-- Start --

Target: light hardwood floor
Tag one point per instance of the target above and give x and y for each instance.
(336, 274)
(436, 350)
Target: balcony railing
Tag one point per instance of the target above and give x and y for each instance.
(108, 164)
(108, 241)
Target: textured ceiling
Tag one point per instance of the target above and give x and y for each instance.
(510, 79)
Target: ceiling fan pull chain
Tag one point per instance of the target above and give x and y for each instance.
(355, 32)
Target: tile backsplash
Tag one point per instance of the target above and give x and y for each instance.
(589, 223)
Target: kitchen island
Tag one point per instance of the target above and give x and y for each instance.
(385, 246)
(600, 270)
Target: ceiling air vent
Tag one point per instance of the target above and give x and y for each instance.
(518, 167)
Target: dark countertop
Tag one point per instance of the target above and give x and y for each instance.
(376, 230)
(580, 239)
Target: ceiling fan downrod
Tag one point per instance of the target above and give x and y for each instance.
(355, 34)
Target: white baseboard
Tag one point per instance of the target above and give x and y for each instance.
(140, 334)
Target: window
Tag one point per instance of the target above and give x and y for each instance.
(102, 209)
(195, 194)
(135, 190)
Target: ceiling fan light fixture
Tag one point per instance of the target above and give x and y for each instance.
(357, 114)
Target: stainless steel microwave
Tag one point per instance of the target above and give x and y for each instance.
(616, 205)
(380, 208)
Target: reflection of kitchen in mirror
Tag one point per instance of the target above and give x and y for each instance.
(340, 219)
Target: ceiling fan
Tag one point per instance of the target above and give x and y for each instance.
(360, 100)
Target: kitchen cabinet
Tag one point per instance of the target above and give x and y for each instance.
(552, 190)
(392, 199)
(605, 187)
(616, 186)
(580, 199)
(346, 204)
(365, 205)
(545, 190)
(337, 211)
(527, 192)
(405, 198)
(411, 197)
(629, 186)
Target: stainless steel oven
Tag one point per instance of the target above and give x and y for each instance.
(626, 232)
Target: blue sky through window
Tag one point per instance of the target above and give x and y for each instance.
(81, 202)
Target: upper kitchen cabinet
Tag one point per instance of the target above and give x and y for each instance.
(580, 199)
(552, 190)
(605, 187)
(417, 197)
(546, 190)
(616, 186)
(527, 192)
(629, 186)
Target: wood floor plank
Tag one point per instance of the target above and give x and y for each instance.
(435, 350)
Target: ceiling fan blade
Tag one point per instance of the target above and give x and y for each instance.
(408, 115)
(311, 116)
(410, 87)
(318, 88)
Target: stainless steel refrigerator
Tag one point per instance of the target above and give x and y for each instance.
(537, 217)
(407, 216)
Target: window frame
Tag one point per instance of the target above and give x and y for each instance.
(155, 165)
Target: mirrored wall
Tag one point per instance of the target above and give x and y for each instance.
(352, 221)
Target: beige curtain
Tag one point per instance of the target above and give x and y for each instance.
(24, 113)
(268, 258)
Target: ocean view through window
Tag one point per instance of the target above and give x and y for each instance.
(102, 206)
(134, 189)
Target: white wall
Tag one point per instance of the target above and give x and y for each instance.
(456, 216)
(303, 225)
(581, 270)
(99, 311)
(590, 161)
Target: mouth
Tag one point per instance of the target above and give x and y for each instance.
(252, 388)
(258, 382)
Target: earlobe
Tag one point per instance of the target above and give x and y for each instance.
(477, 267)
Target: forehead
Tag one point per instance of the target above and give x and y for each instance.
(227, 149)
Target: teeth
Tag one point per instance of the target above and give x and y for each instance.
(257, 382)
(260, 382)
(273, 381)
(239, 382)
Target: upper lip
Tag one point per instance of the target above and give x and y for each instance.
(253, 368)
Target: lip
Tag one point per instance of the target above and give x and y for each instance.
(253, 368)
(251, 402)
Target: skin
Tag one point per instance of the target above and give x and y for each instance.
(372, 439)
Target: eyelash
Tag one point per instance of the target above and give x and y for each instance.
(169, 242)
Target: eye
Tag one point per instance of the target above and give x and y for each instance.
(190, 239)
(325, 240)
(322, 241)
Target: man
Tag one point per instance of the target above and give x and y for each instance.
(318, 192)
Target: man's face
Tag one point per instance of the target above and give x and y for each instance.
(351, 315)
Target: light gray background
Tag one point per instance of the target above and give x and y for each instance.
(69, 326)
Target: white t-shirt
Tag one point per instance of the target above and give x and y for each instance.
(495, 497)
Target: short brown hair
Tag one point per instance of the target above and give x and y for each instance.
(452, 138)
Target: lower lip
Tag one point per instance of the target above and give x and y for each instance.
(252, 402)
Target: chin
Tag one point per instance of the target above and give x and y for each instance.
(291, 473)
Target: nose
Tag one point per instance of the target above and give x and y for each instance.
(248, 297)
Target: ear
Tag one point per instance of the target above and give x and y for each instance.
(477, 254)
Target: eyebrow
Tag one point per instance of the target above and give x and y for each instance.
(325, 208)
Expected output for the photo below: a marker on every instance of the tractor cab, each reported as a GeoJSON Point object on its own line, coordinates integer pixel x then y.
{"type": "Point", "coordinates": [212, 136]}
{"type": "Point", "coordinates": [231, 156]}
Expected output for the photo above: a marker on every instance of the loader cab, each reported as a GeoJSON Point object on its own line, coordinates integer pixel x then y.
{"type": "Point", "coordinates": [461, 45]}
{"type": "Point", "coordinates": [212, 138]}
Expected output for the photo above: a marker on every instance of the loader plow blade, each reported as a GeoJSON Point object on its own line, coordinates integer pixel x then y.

-- End --

Reproduce all of the entries above verbatim, altering nothing.

## ANSWER FOR THIS EXERCISE
Target: light hardwood floor
Tag one point per instance of the target above and give x and y for each instance.
(336, 274)
(436, 350)
Target: balcony railing
Tag one point per instance of the target above and give x and y for each instance.
(108, 164)
(108, 241)
Target: textured ceiling
Tag one point per instance of the target above and give x and y for each instance.
(510, 79)
Target: ceiling fan pull chain
Tag one point per instance of the target above and give x and y for each instance.
(355, 32)
Target: tile backsplash
Tag one point per instance of the target above and give x and y for each instance.
(589, 223)
Target: kitchen island
Tag one point per instance of the target above and give x and y for each instance.
(385, 246)
(600, 270)
Target: ceiling air vent
Tag one point per instance of the target above and give x and y for each instance.
(518, 167)
Target: dark countertop
Tag one point per instance of the target above and give x and y for each instance.
(376, 230)
(580, 239)
Target: ceiling fan downrod
Tag one point per instance of the target above and give x and y for each instance.
(355, 34)
Target: white baseboard
Tag one point per instance of the target above and give x and y for each instance.
(140, 334)
Target: window
Tag one point per instance of the target above and give x and y for each instance.
(102, 209)
(195, 194)
(135, 190)
Target: ceiling fan light fixture
Tag one point per instance of the target above and give x and y for each instance.
(357, 114)
Target: stainless steel microwave
Tag one point per instance of the target above and give x and y for each instance.
(616, 205)
(380, 208)
Target: reflection of kitchen in mirror
Tag one point per instance of the target above and give x and y for each instance.
(340, 219)
Target: ceiling fan
Tag one point per instance of the target above and give x and y for each instance.
(360, 100)
Target: kitchen cabinet
Tag one point per instance of the target above and give x and y for each instance.
(552, 190)
(392, 199)
(605, 187)
(616, 186)
(580, 199)
(346, 204)
(365, 205)
(545, 190)
(337, 211)
(527, 192)
(405, 198)
(411, 197)
(629, 186)
Target: stainless steel oven
Tag one point per instance of the target above and give x and y for each instance.
(626, 232)
Target: blue sky through window
Tag one point per instance of the target above and give x and y for each instance.
(81, 202)
Target: upper kitchen cabinet
Tag one point per instance of the target above and give x and y for each instance.
(580, 199)
(552, 190)
(605, 187)
(417, 197)
(546, 190)
(616, 186)
(527, 192)
(629, 186)
Target: wood floor plank
Tag one point per instance of the target above and give x and y for each instance.
(435, 350)
Target: ceiling fan blade
Tag one point per instance of the target above and give x and y for each instance.
(408, 115)
(311, 116)
(410, 87)
(318, 88)
Target: stainless steel refrigerator
Tag one point per instance of the target above and give x and y for each instance.
(537, 217)
(407, 216)
Target: window frame
Tag one point per instance of the target above and give x and y for each instance.
(155, 165)
Target: mirrored wall
Tag one point per instance of the target above and give x and y for each instance.
(352, 221)
Target: beige curtain
Tag one point per instance of the target above and give x and y for each instance.
(24, 113)
(268, 258)
Target: ocean view through window
Tag one point per instance of the target above and give x and y for each instance.
(102, 206)
(134, 189)
Target: white wall
Tag one point per instance of the target above and give x and y for each instance.
(456, 216)
(303, 225)
(581, 270)
(99, 311)
(590, 161)
Target: mouth
Tag one point per instance of the target above and give x and y for each instance.
(252, 388)
(258, 382)
Target: earlobe
Tag one point per instance of the target above and give x and y for each instance.
(477, 267)
Target: forehead
Tag one point per instance of the target above and give x and y for each instance.
(227, 149)
Target: teeth
Tag one point per instance of the target above and give x and y for each instance.
(257, 382)
(260, 382)
(273, 381)
(239, 382)
Target: upper lip
Tag one point per instance of the target above and give x and y for each instance.
(253, 368)
Target: lip
Tag one point per instance of the target above and give x and y for each instance.
(253, 368)
(251, 402)
Target: skin
Tag one point per instance of the target above and give x and y for each instance.
(372, 439)
Target: eyelash
Tag one point per instance of the target above and give x and y for each instance.
(169, 242)
Target: eye
Tag one point per instance of the target above and give x and y for each instance.
(190, 239)
(325, 240)
(322, 241)
Target: man
Tag one point per instance of the target above and give x and y for each instance.
(318, 192)
Target: man's face
Tag one point per instance of the target above and give x and y for each instance.
(351, 315)
Target: light gray background
Tag one point per instance of the target above and give x and y for each instance.
(69, 326)
Target: white t-shirt
Tag one point per instance of the target above and give x and y for each instance.
(495, 497)
Target: short brown hair
Tag one point per instance of the target above and give x and y for each instance.
(452, 138)
Target: lower lip
Tag one point per instance of the target above and give x and y for each instance.
(252, 402)
Target: chin
Tag one point per instance of the target above and give x and y for each instance.
(291, 473)
Target: nose
Tag one point per instance of the target above and give x and y for each instance.
(248, 297)
Target: ear
Tag one point per instance of the target above and give x and y for each instance.
(477, 254)
Target: eyebrow
Tag one point per instance of the target above and give x and y for each instance.
(325, 208)
Expected output for the photo below: a marker on every instance of the tractor cab, each reported as a GeoJSON Point object on its own line, coordinates integer pixel x then y.
{"type": "Point", "coordinates": [212, 136]}
{"type": "Point", "coordinates": [231, 156]}
Expected output for the photo above: a marker on every instance of the loader cab, each reported as a GeoJSON Point object on its own line, coordinates integer pixel x then y.
{"type": "Point", "coordinates": [461, 45]}
{"type": "Point", "coordinates": [212, 138]}
Expected output for the photo above: a marker on every instance of the loader plow blade, each reported as a GeoJSON Point object on its own line, coordinates integer pixel x then y.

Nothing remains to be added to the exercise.